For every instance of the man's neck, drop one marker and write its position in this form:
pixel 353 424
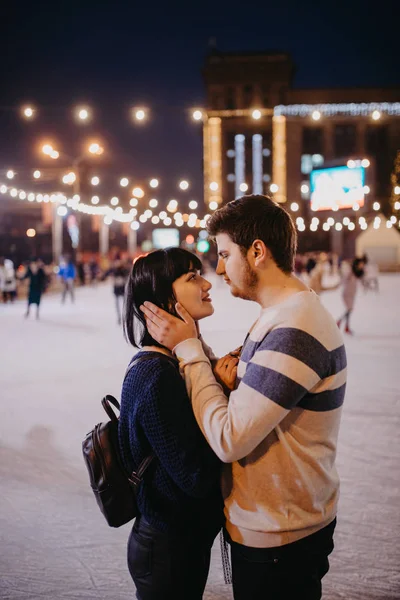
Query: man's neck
pixel 275 287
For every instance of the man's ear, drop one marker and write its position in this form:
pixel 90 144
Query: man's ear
pixel 259 252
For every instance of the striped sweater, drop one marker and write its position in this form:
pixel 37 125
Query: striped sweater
pixel 279 429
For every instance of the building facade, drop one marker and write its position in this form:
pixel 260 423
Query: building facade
pixel 262 135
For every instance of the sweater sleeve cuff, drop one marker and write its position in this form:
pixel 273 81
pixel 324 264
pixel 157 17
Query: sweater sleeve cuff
pixel 190 351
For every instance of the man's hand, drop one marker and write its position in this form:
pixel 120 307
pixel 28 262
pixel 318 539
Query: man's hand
pixel 167 329
pixel 225 372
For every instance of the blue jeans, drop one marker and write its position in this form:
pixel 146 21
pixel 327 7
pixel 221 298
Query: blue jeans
pixel 290 572
pixel 165 566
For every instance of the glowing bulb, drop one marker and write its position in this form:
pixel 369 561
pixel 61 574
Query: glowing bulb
pixel 256 114
pixel 28 112
pixel 62 211
pixel 184 184
pixel 47 149
pixel 95 148
pixel 138 192
pixel 82 114
pixel 139 114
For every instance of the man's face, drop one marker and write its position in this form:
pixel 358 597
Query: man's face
pixel 235 269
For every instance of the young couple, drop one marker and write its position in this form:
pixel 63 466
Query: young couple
pixel 265 436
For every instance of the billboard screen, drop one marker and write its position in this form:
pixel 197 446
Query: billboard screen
pixel 337 187
pixel 163 238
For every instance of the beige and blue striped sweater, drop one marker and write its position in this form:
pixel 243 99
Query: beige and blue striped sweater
pixel 278 431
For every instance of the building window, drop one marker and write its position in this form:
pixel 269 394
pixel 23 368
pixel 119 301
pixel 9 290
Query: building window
pixel 230 99
pixel 310 162
pixel 377 146
pixel 313 140
pixel 345 140
pixel 248 95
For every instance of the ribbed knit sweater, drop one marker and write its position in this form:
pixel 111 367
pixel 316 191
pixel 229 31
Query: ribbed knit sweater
pixel 180 491
pixel 279 428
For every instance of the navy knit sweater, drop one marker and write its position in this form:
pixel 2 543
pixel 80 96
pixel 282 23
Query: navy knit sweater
pixel 180 491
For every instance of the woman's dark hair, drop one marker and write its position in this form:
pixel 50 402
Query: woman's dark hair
pixel 151 279
pixel 257 217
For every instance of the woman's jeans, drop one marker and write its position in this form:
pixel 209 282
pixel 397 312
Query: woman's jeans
pixel 291 572
pixel 165 566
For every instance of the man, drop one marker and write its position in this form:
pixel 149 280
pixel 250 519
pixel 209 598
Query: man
pixel 280 427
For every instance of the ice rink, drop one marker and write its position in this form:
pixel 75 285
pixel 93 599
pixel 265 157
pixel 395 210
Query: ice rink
pixel 55 544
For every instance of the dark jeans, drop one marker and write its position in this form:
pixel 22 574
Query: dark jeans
pixel 290 572
pixel 166 567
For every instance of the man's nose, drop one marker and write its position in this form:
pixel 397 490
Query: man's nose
pixel 220 267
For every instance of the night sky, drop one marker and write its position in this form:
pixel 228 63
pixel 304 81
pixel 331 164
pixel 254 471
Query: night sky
pixel 114 55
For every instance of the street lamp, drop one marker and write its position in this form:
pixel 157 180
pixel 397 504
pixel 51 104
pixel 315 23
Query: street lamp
pixel 82 114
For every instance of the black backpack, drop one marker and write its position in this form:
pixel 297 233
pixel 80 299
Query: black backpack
pixel 114 488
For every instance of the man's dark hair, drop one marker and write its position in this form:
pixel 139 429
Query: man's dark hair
pixel 257 217
pixel 151 280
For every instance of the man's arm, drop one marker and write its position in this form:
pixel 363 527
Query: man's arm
pixel 276 379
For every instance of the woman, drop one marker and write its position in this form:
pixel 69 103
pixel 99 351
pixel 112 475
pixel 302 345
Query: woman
pixel 179 499
pixel 349 291
pixel 37 282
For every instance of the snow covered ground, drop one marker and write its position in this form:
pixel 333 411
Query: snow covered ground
pixel 54 543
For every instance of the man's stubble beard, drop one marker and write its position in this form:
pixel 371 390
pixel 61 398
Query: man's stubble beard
pixel 247 290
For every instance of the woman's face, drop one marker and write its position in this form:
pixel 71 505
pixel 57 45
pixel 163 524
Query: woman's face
pixel 192 291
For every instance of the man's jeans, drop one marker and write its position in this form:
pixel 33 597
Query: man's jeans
pixel 290 572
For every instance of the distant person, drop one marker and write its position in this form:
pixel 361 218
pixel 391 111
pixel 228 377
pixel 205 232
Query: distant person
pixel 119 273
pixel 8 280
pixel 67 274
pixel 350 284
pixel 94 271
pixel 37 282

• WHAT IS BEING ASKED: Every line above from the line with "pixel 315 23" to the line with "For every instance of the man's dark", both included, must be reproduced exactly, and no other line may appear.

• SOLVED EXERCISE:
pixel 315 23
Query: street lamp
pixel 82 114
For every instance of the black backpack, drop one marker and write its position in this form:
pixel 297 233
pixel 80 299
Query: black backpack
pixel 114 488
For every instance of the man's dark hair, drop one marker and write its position in this form:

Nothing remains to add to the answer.